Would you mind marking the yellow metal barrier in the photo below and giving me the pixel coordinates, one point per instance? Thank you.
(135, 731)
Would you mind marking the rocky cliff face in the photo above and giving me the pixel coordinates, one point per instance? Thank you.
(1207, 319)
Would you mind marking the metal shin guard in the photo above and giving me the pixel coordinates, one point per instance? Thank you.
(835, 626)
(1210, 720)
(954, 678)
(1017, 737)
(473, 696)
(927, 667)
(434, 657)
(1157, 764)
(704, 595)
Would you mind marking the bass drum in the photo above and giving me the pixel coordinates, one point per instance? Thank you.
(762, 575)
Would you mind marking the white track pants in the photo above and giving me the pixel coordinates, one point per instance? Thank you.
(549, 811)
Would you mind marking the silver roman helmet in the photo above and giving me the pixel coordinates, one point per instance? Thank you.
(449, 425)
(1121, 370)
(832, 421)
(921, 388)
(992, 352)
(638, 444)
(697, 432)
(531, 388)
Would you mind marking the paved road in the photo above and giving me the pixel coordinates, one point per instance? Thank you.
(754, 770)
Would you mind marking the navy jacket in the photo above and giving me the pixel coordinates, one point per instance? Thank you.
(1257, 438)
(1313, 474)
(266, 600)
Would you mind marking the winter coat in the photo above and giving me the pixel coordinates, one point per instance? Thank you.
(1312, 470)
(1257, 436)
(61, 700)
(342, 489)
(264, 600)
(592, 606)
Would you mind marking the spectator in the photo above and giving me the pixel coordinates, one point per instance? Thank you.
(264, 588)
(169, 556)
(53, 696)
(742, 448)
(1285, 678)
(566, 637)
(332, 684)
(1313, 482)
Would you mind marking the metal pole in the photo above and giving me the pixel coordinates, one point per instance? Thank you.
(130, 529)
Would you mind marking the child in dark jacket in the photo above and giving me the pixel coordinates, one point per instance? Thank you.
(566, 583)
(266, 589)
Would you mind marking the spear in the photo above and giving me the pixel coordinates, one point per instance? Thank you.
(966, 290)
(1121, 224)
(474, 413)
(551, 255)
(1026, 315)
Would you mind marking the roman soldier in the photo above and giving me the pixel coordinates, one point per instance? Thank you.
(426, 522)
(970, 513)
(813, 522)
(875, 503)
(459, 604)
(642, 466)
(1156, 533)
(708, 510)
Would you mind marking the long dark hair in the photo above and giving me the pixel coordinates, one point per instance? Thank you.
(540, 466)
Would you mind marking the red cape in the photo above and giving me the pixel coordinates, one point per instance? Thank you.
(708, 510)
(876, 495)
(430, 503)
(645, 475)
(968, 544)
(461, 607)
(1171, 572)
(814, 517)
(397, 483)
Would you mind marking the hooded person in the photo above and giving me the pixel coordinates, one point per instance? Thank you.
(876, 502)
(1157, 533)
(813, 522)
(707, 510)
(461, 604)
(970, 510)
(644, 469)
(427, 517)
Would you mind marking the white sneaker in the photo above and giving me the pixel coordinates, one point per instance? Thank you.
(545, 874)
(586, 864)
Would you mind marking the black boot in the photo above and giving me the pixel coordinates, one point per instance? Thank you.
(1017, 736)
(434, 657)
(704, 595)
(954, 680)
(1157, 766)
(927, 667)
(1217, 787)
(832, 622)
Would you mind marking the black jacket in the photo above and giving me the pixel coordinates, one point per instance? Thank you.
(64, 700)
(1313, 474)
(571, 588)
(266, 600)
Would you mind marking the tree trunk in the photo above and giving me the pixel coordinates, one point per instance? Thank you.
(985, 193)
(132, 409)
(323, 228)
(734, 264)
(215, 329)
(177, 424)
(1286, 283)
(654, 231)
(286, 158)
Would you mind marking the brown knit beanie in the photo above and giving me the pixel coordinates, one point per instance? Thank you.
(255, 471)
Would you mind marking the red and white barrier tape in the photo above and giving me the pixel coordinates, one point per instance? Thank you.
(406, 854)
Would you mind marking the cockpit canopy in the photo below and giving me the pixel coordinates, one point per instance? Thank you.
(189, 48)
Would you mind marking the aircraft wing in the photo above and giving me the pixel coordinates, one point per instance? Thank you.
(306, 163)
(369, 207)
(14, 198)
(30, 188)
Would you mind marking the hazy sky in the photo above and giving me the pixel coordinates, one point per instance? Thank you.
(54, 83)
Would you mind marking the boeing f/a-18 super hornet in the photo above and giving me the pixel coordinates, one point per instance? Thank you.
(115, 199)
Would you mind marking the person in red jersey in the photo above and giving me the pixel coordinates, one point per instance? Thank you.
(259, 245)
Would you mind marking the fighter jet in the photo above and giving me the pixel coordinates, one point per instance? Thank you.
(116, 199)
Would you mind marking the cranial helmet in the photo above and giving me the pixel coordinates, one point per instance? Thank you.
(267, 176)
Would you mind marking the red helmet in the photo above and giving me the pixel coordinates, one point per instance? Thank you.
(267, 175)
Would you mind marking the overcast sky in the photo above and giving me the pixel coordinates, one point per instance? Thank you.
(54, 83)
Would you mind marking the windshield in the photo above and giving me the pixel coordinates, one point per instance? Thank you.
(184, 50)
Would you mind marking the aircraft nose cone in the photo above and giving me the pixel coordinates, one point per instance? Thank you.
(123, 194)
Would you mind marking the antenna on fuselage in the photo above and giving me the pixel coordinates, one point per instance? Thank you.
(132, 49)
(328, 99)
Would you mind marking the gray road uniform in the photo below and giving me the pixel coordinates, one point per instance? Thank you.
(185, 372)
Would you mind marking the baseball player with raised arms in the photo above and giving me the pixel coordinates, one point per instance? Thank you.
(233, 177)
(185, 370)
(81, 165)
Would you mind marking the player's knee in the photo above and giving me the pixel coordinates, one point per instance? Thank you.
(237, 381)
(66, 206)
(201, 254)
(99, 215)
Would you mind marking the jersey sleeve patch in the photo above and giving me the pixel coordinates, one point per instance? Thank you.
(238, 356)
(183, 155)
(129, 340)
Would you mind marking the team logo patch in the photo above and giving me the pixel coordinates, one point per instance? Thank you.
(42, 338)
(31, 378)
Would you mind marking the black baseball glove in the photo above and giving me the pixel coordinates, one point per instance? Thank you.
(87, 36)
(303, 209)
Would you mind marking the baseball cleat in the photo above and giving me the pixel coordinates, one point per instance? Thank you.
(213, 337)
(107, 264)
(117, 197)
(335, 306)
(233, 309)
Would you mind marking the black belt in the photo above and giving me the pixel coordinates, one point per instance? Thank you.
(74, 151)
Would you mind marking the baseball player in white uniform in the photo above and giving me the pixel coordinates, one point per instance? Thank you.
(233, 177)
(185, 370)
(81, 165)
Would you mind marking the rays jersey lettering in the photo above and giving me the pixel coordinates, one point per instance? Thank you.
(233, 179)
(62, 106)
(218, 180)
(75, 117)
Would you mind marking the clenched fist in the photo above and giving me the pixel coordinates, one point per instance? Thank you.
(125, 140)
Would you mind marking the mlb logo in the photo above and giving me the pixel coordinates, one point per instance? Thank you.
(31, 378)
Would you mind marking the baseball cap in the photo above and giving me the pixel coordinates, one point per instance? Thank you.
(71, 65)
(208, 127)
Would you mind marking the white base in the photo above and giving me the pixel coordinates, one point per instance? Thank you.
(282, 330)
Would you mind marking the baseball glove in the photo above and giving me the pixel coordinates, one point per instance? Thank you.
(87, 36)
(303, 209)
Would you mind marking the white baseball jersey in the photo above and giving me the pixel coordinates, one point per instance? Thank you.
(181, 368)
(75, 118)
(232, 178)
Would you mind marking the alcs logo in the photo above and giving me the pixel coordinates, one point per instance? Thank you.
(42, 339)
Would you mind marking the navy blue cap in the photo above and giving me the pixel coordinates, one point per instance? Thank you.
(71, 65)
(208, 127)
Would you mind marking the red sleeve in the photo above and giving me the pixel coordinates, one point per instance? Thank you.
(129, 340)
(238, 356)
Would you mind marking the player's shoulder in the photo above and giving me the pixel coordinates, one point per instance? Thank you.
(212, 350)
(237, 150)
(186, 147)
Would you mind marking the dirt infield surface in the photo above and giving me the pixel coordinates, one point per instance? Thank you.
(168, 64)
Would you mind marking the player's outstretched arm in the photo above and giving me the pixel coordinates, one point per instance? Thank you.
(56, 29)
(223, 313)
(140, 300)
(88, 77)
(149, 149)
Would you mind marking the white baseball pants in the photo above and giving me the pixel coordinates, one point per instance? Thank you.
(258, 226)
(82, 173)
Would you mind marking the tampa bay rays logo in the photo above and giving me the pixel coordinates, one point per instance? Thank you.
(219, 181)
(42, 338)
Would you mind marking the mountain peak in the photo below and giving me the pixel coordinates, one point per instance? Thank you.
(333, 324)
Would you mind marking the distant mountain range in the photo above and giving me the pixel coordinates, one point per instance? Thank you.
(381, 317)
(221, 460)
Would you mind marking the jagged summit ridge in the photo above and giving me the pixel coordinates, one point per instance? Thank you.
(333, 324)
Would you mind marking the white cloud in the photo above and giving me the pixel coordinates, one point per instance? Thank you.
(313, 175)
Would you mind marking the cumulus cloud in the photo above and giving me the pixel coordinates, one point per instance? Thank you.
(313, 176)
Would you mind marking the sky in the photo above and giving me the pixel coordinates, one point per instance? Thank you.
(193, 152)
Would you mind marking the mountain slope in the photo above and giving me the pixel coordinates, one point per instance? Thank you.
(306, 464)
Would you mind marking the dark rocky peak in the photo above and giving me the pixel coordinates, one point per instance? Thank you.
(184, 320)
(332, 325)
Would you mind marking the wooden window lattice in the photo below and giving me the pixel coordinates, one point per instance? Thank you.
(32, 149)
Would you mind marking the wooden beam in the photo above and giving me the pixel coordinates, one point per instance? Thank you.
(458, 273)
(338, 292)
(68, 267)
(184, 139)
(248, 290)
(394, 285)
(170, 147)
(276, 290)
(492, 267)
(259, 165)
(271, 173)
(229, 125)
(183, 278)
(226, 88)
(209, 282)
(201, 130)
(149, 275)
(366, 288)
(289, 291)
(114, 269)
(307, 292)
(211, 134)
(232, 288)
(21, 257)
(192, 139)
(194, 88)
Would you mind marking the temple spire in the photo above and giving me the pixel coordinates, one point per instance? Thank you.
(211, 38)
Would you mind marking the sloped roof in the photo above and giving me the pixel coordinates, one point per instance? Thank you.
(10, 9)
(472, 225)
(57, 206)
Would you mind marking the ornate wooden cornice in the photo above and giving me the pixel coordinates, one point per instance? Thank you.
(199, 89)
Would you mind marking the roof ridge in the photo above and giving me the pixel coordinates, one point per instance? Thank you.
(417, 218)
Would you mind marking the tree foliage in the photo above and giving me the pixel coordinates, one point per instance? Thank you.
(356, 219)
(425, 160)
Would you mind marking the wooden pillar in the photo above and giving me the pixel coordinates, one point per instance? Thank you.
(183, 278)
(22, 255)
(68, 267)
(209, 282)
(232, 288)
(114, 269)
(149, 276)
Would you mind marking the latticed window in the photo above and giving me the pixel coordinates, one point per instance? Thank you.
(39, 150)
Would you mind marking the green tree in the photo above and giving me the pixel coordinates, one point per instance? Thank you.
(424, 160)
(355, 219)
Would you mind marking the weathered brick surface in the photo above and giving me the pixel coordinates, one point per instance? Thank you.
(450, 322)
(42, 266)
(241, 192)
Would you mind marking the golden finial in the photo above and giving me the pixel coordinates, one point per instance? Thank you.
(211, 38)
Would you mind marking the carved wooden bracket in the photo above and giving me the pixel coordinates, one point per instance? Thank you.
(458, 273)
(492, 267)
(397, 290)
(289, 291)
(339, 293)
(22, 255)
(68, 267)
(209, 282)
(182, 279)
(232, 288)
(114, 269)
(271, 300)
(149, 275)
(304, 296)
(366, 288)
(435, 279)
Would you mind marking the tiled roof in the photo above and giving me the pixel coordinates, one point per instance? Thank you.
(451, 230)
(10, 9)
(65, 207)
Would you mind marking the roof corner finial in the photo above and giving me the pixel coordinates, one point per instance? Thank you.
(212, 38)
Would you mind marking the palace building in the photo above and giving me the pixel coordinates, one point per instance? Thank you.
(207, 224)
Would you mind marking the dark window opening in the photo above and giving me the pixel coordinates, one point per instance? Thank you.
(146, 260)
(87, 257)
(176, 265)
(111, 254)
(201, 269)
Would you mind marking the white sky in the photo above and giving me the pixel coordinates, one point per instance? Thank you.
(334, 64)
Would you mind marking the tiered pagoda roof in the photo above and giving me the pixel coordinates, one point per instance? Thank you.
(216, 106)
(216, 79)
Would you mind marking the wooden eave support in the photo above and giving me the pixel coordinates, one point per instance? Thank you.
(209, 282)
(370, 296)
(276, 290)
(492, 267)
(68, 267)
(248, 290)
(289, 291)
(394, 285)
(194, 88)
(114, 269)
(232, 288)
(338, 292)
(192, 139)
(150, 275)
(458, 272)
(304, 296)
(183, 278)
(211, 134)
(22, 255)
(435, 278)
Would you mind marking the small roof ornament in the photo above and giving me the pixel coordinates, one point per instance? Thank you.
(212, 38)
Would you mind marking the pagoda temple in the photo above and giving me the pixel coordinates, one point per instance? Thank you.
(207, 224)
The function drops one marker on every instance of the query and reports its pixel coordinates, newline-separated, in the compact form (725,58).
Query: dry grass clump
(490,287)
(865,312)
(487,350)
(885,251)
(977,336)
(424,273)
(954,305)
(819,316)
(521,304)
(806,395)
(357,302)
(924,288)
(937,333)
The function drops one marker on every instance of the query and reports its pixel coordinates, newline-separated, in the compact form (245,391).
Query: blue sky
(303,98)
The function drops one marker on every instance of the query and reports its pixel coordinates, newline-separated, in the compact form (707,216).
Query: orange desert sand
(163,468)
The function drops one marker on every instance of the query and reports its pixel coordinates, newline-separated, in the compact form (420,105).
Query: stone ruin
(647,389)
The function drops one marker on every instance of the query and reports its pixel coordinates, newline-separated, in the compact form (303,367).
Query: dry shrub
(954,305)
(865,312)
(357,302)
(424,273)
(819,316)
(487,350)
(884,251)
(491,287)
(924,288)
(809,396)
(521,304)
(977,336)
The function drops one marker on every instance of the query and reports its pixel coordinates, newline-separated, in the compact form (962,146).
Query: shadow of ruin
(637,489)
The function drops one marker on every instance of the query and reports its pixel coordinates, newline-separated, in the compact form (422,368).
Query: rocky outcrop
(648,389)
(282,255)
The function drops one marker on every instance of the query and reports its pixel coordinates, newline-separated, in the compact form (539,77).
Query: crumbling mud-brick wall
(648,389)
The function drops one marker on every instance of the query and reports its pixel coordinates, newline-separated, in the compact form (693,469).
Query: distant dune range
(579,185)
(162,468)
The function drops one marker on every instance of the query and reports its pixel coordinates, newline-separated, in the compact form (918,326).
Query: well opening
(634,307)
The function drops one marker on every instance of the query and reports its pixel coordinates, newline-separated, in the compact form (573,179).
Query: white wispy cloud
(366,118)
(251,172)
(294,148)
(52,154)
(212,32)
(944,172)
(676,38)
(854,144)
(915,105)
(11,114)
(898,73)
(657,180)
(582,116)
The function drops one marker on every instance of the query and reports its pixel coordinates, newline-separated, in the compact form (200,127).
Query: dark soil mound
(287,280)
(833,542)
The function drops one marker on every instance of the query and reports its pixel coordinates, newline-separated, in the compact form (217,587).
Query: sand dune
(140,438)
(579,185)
□ □ □ □ □
Exactly as written, give again every line from the one containing "compact form (573,179)." through the last line of the material above, and no other lines.

* _SOLUTION FOR THIS EXERCISE_
The function drops one marker on every instance of the query and reports its pixel coordinates, newline-separated, in the compact form (573,179).
Query: white wispy cloud
(366,118)
(251,172)
(294,148)
(52,154)
(212,32)
(944,172)
(676,38)
(854,144)
(915,105)
(11,114)
(898,73)
(657,180)
(582,116)
The function drops one marker on every instance of the query and reports its pixel coordinates, newline-separated, in the compact form (200,127).
Query: dark soil mound
(287,280)
(833,542)
The function drops one marker on every instance of the query and reports its pixel coordinates, newline-separated, in the compact form (217,587).
Query: sand dune
(140,438)
(579,185)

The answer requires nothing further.